EXERCISE INSTRUCTIONS – Would you return, word for word, the lines of the data below from the line with "x=243, y=146" through the line with "x=89, y=230", and no others?

--- INPUT MATERIAL Enclosed Below ---

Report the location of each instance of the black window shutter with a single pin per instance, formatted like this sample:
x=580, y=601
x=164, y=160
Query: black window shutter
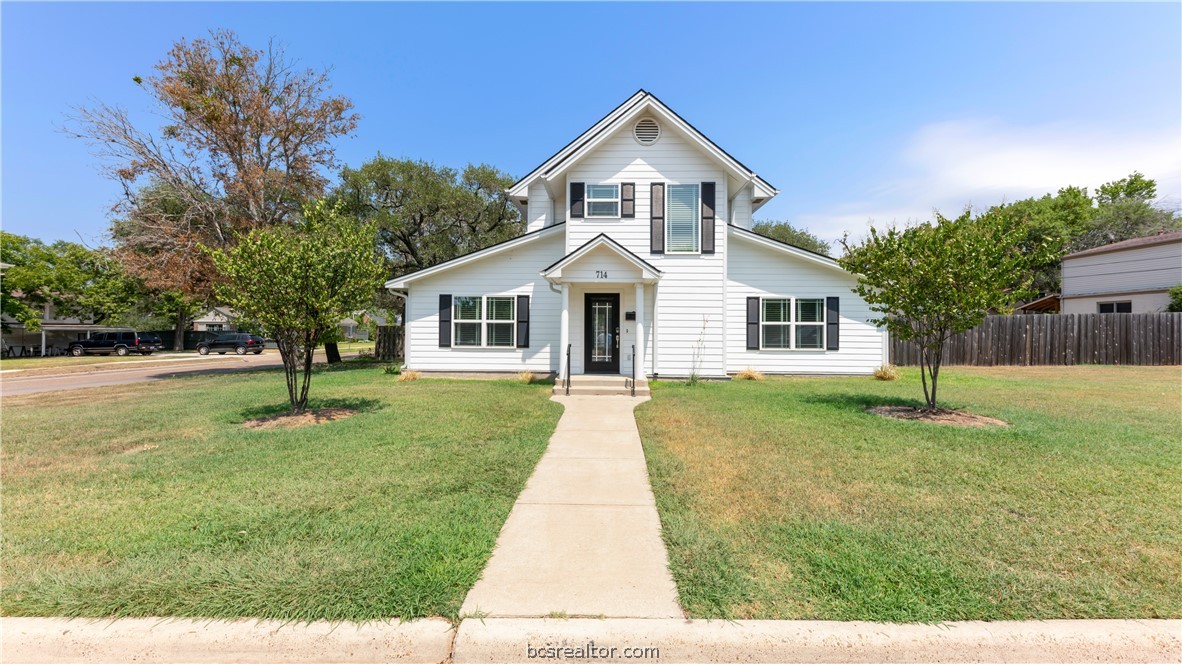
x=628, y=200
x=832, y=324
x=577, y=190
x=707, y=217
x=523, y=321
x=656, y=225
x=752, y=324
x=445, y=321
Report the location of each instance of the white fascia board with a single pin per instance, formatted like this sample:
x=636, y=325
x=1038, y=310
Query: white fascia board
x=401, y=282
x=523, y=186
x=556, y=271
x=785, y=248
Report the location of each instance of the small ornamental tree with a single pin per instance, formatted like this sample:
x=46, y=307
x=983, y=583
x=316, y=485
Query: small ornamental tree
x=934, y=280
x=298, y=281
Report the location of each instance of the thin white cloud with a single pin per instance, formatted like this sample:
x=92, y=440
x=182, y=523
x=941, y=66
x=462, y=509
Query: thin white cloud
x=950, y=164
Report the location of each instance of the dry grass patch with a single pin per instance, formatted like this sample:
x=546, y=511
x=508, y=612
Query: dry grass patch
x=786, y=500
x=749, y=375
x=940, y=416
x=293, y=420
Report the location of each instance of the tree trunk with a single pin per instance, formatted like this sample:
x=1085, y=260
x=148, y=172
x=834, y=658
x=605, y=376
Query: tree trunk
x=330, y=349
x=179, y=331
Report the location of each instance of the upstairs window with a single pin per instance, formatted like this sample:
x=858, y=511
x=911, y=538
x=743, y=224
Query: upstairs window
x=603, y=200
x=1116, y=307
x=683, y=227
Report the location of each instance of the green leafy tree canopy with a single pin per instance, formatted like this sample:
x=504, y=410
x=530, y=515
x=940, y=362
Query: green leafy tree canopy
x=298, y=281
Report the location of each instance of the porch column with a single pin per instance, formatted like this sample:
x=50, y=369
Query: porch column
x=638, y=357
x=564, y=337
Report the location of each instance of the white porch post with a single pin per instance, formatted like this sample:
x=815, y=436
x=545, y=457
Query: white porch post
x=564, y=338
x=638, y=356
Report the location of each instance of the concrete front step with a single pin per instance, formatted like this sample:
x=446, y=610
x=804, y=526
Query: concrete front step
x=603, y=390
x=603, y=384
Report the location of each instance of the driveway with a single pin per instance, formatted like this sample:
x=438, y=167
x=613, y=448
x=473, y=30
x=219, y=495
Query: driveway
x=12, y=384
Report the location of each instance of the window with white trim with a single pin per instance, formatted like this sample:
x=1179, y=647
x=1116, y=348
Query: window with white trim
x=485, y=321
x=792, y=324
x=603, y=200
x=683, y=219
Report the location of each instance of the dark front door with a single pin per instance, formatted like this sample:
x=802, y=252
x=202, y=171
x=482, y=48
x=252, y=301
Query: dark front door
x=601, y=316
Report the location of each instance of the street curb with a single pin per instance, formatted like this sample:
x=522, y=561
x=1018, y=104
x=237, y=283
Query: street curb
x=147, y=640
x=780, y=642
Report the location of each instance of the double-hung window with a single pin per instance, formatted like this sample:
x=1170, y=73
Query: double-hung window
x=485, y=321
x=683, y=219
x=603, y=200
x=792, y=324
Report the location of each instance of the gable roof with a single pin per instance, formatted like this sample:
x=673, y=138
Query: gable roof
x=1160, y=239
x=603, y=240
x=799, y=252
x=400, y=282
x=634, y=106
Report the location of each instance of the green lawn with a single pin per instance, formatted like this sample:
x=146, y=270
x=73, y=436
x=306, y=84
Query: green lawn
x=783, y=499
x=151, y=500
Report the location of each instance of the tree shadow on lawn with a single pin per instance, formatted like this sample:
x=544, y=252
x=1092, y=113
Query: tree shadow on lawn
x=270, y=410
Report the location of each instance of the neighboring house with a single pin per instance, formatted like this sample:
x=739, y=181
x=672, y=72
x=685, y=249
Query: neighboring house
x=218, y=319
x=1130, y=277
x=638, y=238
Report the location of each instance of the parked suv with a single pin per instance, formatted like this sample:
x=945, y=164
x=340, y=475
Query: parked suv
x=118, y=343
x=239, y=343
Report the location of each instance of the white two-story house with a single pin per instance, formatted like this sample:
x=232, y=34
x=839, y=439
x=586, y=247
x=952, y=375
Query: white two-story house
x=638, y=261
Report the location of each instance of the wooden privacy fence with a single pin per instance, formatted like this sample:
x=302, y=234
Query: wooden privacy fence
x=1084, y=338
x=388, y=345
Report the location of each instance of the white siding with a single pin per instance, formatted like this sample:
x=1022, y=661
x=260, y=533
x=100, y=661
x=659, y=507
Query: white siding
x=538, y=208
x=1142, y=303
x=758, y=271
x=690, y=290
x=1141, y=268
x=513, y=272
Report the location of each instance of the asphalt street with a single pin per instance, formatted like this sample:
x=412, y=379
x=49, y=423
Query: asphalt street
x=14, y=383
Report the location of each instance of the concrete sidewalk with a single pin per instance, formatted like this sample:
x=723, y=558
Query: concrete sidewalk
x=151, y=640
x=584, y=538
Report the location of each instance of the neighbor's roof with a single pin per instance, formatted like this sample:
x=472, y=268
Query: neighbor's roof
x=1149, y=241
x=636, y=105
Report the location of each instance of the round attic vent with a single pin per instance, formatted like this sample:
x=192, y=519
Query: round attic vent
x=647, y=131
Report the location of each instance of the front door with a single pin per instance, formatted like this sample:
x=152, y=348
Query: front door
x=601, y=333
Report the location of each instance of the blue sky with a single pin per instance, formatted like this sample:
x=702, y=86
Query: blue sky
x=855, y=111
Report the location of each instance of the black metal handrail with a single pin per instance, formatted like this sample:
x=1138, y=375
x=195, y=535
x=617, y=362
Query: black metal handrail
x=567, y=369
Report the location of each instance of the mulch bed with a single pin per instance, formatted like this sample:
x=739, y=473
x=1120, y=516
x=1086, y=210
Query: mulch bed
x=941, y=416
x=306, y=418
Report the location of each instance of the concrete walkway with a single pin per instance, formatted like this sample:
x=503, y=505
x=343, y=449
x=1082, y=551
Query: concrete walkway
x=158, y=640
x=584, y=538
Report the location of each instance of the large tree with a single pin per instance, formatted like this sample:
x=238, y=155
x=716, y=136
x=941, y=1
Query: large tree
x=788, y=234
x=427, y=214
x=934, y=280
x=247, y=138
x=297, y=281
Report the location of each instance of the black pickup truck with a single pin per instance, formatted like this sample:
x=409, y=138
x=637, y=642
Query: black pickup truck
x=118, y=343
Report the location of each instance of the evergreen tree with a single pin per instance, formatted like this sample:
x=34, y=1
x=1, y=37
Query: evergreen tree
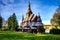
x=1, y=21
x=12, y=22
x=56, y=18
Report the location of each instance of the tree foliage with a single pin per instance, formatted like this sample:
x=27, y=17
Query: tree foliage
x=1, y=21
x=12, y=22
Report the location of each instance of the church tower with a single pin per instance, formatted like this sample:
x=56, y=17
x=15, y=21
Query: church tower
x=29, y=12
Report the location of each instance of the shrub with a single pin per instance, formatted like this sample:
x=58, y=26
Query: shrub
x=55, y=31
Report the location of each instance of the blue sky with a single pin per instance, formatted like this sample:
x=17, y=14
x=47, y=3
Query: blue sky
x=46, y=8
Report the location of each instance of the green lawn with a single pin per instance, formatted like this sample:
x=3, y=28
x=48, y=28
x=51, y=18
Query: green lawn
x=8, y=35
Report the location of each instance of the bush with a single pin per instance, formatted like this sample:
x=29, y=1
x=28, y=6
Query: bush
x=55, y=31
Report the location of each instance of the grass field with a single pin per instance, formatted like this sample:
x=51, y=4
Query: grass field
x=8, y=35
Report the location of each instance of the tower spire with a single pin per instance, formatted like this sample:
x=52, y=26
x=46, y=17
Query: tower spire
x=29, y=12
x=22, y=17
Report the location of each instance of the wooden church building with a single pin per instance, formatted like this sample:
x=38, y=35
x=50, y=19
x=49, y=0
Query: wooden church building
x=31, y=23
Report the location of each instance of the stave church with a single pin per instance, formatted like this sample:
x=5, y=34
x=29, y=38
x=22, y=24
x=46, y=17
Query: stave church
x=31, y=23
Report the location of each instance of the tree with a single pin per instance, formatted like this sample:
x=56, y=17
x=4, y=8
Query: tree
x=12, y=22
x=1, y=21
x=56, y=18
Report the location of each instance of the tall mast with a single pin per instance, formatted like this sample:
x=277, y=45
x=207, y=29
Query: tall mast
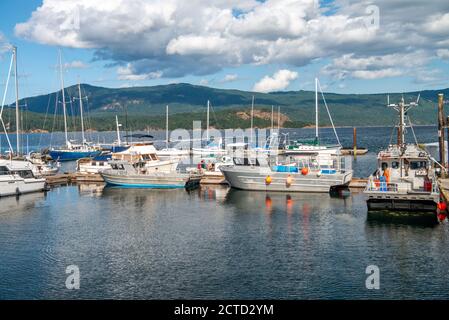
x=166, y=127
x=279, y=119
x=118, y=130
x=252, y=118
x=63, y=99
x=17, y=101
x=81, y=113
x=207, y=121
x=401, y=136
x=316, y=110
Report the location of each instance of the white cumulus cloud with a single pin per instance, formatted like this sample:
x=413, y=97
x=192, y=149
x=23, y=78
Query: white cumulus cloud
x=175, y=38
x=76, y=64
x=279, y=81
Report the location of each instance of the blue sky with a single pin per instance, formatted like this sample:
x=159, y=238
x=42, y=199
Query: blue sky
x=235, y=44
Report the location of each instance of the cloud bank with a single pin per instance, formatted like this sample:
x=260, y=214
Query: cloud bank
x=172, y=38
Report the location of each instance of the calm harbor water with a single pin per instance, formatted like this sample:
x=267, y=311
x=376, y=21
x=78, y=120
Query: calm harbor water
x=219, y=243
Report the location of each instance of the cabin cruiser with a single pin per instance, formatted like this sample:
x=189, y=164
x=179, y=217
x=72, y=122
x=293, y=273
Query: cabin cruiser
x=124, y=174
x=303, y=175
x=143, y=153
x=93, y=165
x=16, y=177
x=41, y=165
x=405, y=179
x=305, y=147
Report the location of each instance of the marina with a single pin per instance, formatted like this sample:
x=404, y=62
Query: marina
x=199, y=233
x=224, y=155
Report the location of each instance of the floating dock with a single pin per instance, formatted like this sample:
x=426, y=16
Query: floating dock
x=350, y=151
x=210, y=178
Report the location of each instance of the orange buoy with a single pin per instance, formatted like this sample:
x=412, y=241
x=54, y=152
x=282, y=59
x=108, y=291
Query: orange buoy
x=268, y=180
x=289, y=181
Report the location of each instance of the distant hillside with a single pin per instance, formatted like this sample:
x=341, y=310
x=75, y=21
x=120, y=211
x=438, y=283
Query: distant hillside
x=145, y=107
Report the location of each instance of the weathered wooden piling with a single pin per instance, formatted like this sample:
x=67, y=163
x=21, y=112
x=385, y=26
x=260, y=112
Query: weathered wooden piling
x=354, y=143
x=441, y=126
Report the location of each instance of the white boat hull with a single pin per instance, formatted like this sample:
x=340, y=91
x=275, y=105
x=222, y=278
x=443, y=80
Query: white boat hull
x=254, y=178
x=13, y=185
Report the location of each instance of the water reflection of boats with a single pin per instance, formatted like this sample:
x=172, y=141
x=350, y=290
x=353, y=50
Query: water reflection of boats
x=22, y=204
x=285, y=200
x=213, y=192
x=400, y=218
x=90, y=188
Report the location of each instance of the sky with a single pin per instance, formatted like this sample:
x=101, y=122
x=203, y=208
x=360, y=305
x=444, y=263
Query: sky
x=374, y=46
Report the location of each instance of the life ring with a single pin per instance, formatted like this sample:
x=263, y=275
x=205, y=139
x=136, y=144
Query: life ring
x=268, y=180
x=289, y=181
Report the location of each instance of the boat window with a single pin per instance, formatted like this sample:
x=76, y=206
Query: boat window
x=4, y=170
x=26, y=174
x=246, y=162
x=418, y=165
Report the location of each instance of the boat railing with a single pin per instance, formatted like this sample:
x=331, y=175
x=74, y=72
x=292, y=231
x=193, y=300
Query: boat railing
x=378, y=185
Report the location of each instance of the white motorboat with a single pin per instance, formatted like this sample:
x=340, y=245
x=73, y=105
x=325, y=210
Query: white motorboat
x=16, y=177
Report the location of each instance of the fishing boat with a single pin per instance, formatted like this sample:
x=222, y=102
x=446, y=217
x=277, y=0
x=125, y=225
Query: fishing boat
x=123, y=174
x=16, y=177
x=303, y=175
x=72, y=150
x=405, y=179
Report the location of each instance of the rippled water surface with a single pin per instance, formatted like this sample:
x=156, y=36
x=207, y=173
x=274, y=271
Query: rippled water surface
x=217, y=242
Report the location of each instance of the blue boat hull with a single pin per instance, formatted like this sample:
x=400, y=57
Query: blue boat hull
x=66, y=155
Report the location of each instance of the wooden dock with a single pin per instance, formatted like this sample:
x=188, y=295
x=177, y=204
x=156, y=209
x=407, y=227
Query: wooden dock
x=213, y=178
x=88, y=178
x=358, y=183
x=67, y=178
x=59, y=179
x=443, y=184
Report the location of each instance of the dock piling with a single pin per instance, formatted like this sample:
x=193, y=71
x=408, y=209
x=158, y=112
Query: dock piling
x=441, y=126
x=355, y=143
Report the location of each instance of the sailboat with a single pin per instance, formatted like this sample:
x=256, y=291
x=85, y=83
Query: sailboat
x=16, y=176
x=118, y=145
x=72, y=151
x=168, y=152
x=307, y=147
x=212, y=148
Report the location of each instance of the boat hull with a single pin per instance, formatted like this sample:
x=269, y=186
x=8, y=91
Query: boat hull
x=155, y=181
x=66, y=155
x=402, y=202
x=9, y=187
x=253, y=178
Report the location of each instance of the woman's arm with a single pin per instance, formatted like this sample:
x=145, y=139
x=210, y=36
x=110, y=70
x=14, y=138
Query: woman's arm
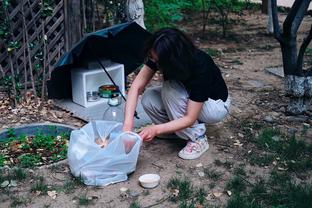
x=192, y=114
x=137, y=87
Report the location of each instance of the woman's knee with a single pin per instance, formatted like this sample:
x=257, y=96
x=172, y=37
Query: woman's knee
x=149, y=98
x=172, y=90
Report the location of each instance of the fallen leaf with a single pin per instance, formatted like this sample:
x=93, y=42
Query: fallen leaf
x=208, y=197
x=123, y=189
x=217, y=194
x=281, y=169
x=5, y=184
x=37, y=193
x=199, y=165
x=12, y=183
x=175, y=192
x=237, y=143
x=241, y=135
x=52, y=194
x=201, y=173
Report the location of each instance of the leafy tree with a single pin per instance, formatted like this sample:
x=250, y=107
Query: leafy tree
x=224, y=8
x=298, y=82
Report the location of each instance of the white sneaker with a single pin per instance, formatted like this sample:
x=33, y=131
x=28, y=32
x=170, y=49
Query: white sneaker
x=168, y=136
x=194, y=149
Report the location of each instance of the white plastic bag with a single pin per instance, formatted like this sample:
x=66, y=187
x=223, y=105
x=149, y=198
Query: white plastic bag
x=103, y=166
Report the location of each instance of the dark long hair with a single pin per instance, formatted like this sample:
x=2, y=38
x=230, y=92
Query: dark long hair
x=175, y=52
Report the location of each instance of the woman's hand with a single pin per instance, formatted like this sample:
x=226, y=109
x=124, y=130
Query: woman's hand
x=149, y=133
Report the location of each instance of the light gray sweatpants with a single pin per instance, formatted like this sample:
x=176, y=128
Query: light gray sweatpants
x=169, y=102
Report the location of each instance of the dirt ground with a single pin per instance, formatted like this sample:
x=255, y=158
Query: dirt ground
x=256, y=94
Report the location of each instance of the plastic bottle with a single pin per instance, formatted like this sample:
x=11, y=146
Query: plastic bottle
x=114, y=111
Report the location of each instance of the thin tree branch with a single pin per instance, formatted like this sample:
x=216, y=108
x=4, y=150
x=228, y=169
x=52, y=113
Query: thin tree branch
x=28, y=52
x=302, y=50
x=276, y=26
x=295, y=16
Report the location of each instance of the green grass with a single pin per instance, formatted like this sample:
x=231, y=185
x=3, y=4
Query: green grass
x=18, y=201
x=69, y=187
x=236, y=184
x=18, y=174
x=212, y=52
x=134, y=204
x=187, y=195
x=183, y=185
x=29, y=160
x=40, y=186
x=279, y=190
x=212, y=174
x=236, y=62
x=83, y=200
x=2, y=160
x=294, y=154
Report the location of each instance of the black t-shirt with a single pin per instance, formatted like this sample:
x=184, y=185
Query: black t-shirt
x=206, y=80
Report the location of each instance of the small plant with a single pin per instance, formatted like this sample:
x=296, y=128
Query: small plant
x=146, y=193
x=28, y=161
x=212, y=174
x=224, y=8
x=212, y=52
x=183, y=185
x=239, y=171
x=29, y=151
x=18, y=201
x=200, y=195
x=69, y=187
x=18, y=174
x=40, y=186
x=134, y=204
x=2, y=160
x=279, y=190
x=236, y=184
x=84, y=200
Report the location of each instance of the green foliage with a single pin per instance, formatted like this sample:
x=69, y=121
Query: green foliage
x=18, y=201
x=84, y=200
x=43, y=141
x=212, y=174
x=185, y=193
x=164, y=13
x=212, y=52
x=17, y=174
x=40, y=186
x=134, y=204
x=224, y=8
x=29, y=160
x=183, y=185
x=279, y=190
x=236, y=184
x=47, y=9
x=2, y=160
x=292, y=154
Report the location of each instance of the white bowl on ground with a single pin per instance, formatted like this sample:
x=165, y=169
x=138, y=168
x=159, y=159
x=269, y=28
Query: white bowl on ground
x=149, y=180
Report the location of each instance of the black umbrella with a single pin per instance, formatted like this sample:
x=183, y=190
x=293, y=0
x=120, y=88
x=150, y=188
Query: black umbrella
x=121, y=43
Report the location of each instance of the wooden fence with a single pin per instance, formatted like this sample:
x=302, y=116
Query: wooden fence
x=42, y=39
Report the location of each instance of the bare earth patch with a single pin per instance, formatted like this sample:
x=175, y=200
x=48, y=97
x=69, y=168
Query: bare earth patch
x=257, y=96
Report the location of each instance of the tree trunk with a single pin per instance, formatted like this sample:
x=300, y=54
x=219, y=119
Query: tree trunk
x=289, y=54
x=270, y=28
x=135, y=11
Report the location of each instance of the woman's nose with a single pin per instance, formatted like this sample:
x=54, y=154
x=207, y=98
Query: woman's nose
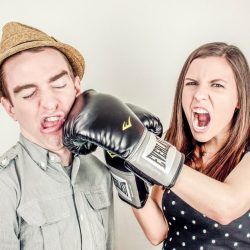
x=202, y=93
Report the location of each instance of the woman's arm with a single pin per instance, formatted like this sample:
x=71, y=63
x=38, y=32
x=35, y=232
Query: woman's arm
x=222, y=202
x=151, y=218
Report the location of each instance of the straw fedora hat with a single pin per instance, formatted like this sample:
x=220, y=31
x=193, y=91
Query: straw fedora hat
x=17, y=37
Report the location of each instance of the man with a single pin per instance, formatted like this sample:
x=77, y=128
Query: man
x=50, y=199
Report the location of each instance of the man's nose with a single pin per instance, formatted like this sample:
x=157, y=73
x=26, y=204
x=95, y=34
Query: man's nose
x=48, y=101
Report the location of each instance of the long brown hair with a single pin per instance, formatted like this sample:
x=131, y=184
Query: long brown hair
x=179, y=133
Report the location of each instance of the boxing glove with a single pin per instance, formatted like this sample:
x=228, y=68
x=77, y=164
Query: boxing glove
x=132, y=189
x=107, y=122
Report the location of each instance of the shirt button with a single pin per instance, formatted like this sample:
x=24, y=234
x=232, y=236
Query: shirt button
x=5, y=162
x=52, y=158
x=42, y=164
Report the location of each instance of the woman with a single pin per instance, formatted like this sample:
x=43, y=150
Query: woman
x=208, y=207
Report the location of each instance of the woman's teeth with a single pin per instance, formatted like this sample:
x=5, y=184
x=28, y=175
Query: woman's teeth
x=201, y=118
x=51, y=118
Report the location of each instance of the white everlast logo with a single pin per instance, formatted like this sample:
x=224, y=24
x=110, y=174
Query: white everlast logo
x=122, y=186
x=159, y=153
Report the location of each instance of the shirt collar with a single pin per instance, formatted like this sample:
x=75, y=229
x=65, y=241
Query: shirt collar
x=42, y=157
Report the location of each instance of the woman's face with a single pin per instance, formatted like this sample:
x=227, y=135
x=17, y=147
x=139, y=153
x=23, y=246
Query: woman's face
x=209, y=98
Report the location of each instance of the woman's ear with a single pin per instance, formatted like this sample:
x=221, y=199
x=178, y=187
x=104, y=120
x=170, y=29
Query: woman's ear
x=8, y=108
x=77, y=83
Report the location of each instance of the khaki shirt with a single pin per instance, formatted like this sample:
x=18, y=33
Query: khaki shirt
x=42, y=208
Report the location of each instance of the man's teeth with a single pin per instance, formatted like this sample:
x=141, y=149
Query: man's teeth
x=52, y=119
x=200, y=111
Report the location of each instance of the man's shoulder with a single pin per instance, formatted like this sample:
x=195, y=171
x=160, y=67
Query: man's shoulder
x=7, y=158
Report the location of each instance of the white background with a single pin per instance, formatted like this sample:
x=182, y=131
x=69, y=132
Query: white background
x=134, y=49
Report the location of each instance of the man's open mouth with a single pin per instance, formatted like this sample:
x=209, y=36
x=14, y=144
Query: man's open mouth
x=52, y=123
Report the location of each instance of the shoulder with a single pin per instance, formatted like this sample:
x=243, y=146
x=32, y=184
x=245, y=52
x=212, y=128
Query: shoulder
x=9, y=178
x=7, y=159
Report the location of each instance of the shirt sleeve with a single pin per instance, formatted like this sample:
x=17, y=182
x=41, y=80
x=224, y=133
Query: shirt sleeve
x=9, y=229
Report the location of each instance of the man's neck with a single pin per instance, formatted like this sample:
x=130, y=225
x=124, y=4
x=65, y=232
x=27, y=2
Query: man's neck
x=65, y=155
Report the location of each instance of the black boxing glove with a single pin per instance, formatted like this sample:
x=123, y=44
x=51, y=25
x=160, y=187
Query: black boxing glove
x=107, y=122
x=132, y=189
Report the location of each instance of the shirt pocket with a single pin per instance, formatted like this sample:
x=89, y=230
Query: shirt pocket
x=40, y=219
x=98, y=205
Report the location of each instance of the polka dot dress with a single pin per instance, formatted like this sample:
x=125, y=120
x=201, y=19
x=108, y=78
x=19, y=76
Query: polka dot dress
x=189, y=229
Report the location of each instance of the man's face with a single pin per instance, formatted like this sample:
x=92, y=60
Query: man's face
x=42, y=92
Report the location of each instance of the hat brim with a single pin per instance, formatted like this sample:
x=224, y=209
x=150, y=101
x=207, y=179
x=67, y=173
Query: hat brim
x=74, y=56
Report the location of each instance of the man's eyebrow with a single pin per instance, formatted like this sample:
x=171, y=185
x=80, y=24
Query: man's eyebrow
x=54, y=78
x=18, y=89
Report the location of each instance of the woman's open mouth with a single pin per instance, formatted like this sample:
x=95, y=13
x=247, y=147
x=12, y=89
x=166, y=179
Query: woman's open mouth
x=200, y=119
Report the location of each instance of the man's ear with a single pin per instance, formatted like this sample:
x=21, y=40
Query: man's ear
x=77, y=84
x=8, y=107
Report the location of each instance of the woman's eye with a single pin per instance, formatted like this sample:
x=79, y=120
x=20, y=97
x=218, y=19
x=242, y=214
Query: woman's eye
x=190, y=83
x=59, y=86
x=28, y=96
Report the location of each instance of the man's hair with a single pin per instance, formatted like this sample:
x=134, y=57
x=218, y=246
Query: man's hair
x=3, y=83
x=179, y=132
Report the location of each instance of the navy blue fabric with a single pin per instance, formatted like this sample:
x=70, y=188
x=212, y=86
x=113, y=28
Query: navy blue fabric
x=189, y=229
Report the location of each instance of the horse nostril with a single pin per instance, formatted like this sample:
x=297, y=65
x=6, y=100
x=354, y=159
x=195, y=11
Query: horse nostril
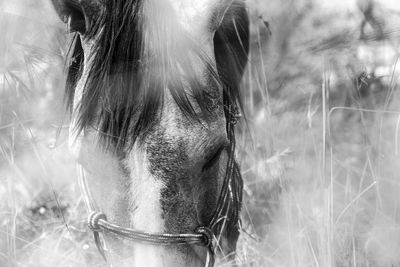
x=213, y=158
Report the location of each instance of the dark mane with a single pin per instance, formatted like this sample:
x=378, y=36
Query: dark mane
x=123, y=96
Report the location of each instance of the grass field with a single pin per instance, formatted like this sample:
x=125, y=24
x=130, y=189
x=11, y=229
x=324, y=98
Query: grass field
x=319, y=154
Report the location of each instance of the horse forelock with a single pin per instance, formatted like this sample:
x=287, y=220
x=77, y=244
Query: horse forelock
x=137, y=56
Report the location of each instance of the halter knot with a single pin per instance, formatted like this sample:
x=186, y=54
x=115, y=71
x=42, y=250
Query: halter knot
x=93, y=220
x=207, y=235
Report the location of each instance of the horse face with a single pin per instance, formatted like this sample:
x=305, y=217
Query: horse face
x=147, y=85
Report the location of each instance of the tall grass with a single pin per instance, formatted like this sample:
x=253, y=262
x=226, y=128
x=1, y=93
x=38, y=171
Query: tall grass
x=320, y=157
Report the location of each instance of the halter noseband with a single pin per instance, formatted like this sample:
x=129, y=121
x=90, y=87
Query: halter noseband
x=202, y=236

--- End of Enclosed INPUT MATERIAL ---

RESPONSE –
x=243, y=146
x=32, y=184
x=245, y=52
x=212, y=128
Query: shoulder
x=9, y=178
x=7, y=159
Report the location of each instance of the shirt sleeve with a single pin per instance, formatted like this sample:
x=17, y=182
x=41, y=80
x=224, y=133
Query: shirt sleeve
x=9, y=229
Report the location of each instance of the man's neck with a single pin per instance, formatted like this sample:
x=130, y=225
x=124, y=4
x=65, y=232
x=27, y=2
Query: man's neck
x=65, y=155
Report the location of each instance of the black boxing glove with a single pin per instance, formatted like this sample:
x=123, y=44
x=51, y=25
x=160, y=187
Query: black boxing glove
x=107, y=122
x=132, y=189
Report the location of each instance of the shirt pocket with a single pin per instance, formatted like this sample:
x=89, y=230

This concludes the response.